Set of tasks:
**a.** In the text about the Brontë novels, which chapter of Jane Eyre does the quoted passage come from?
**b.** Write out the part of the text about the Brontë novels starting with "The Nation (Nigeria)" and going on through "Nigerian. (Sam Omatseye)", swapping "racism" for "prejudice".

Text passage:
Your favourite book of all time...
Wuthering Heights
It would have to be Wuthering Heights, with Great Expectations a close second. I read both in my impressionable teens and turn to them often. Wuthering Heights isn’t a perfect book, and Nelly can be a bit of a drip, but it’s got so much soul and energy and atmosphere. I lived in West Yorkshire at the start of this year and reread it while I was there. I connect so much with the landscape; it’s my favourite place in the world. There’s something so horrible about the book that you can’t stop reading - how the characters act and treat one another, how they all die so young and unfulfilled, Heathcliff’s psychosis and sheer determination to make everyone around him miserable to the end of days. But its spirit and passion is what makes it so compelling. There’s also something intensely fascinating about the fact that it was Emily Brontë’s only novel, and she, too, died so young.
The Nation (Nigeria) talks about a local politician quoting
Jane Eyre... but mistaking the sister:
It looks at how racism in America is like a caste system. That is how [Malam Nasir] El-Rufai is looking at the folks in southern Kaduna. He is saying to the over 30 tribes to “keep to your caste,” in the words of Emile Bronte (sic) in Jane Eyre. That is his concept of who is a Nigerian. (Sam Omatseye)
The quote is from Chapter XVII:
"You have nothing to do with the master of Thornfield, further than to receive the salary he gives you for teaching his protegee, and to be grateful for such respectful and kind treatment as, if you do your duty, you have a right to expect at his hands. Be sure that is the only tie he seriously acknowledges between you and him; so don't make him the object of your fine feelings, your raptures, agonies, and so forth. He is not of your order: keep to your caste, and be too self-respecting to lavish the love of the whole heart, soul, and strength, where such a gift is not wanted and would be despised."

Record list:
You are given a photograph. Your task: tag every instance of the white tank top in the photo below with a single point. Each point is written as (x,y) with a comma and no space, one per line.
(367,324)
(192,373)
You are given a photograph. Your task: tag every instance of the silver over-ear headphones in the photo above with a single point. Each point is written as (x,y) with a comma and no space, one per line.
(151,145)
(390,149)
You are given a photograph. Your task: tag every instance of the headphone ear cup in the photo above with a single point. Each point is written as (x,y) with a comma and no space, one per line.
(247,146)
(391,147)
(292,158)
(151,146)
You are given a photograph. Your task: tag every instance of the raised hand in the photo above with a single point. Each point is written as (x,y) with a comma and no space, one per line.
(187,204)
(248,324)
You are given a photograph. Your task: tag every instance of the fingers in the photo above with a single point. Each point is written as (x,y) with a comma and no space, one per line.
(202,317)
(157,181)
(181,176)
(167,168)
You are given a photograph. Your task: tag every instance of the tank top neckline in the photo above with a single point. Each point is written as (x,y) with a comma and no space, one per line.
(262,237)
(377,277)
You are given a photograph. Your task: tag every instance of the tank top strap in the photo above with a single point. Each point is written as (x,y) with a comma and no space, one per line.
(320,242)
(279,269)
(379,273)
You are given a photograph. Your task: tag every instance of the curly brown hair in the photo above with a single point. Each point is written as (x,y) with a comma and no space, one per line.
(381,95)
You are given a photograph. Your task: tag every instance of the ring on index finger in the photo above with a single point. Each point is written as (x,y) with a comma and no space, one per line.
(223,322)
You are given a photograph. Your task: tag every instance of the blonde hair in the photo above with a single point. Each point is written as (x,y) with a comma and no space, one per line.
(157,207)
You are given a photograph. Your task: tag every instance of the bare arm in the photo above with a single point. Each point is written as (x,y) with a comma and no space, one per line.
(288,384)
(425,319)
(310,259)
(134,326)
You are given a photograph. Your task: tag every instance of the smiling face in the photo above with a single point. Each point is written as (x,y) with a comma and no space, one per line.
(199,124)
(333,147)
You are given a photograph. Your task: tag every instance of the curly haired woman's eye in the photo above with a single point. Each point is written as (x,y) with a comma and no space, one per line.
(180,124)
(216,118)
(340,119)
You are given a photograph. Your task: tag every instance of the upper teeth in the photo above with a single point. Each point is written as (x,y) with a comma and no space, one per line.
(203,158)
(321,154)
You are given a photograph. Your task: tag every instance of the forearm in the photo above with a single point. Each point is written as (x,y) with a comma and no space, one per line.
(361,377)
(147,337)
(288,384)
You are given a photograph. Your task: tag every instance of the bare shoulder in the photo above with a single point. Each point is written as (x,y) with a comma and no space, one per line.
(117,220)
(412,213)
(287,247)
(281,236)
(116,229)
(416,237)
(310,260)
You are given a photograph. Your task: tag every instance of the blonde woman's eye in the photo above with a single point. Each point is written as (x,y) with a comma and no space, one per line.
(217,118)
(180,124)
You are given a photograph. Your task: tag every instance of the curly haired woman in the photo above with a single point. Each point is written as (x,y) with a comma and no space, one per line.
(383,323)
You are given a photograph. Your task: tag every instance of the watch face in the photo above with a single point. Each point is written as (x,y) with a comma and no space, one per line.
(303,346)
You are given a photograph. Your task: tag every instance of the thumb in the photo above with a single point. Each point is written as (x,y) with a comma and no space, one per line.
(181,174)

Solutions to the problems:
**a.** Chapter XVII.

**b.**
The Nation (Nigeria) talks about a local politician quoting
Jane Eyre... but mistaking the sister:
It looks at how prejudice in America is like a caste system. That is how [Malam Nasir] El-Rufai is looking at the folks in southern Kaduna. He is saying to the over 30 tribes to “keep to your caste,” in the words of Emile Bronte (sic) in Jane Eyre. That is his concept of who is a Nigerian. (Sam Omatseye)